→ STATED GOAL A
In the repository page below, list every feature that the sentence beginning "A comprehensive dbt project" names for the warehouse.

→ PASSAGE SHOWN
Skip to content

rittmananalytics/ra_warehouse_ecommerce_v2

Repository files navigation

RA Warehouse for eCommerce (v2)

A comprehensive dbt project for building a modern ecommerce data warehouse with multi-source integration, advanced analytics, and data quality monitoring.

dbt Version BigQuery Data Sources

Table of Contents

Overview

The Ra Ecommerce Data Warehouse v2 is a comprehensive analytics solution that combines a dbt data transformation project with a complete Looker LookML implementation. It integrates data from multiple ecommerce and marketing platforms to provide enterprise-grade business intelligence and analytics capabilities. The warehouse follows best practices for data modeling, includes extensive data quality monitoring, and provides pre-built analytics for common ecommerce use cases.

→ EXTRACTED MATERIAL
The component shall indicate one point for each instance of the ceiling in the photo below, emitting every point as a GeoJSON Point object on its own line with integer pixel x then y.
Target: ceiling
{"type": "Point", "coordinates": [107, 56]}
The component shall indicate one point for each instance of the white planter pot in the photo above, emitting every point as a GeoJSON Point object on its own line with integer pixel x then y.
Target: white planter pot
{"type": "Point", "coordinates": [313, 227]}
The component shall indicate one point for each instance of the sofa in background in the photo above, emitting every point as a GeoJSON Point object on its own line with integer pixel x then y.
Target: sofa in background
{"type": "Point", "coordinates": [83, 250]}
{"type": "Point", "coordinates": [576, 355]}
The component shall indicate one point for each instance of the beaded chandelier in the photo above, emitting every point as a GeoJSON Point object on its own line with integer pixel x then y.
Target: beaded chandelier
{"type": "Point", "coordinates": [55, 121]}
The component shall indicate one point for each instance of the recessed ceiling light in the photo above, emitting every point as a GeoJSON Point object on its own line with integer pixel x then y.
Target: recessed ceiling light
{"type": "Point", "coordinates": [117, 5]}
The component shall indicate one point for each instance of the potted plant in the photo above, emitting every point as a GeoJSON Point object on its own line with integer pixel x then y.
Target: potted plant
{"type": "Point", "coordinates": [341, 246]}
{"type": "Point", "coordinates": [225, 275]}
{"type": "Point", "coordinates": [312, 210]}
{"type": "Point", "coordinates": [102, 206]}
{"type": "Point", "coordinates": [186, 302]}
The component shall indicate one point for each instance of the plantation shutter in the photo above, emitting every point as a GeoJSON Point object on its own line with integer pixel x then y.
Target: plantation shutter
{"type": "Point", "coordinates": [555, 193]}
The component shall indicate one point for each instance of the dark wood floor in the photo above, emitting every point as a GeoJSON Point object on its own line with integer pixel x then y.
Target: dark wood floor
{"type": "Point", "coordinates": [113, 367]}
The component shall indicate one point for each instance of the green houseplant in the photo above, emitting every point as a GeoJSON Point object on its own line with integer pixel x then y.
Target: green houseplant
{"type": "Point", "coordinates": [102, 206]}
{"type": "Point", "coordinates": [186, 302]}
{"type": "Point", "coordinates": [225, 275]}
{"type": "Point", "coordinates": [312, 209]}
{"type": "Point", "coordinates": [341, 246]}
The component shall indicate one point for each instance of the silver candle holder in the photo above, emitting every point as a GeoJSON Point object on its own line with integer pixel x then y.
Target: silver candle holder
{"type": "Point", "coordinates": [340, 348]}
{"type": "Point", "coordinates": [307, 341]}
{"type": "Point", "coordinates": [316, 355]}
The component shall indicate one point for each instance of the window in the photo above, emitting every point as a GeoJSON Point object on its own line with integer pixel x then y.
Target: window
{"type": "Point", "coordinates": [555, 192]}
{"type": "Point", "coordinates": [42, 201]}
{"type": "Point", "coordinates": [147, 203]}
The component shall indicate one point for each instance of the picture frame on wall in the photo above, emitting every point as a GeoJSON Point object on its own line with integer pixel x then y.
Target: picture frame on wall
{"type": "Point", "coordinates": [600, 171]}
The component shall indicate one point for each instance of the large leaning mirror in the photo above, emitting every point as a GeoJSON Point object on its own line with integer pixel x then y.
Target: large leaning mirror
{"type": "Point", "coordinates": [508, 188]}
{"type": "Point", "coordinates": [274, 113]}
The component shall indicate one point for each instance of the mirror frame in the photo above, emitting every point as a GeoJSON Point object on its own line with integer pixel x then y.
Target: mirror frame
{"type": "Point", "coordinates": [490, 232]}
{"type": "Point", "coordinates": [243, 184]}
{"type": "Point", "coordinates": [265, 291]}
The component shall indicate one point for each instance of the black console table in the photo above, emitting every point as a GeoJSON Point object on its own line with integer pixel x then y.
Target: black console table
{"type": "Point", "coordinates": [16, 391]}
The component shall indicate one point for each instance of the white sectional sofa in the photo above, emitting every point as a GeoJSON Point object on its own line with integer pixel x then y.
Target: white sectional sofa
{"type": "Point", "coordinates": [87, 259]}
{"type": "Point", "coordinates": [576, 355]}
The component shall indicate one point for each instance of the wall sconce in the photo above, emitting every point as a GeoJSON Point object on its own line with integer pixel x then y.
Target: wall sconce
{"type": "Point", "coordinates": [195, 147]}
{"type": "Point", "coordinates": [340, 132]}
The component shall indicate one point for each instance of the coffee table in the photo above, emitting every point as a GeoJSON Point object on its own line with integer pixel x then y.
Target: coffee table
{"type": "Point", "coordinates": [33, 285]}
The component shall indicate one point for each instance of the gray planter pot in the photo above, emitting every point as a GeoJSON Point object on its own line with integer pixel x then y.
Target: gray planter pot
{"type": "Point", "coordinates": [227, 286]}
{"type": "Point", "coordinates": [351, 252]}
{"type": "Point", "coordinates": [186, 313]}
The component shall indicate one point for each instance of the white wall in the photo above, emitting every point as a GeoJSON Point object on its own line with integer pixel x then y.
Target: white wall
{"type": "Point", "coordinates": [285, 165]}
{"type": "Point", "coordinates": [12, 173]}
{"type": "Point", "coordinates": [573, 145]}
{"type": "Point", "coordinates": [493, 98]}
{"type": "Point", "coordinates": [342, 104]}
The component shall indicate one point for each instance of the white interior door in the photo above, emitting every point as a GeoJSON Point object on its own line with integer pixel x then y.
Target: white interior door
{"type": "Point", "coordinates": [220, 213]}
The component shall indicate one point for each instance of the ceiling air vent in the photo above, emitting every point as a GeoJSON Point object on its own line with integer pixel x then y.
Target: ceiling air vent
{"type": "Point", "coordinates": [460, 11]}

→ STATED GOAL B
Pick out every line of the listing above that contains the string "picture". Case counts.

→ WRITTEN SOLUTION A
multi-source integration
advanced analytics
data quality monitoring

→ WRITTEN SOLUTION B
The component shall indicate one point for each instance of the picture frame on wall in the photo above, emitting every point as a GeoJSON Point object on its own line with integer pixel x then y.
Target: picture frame on wall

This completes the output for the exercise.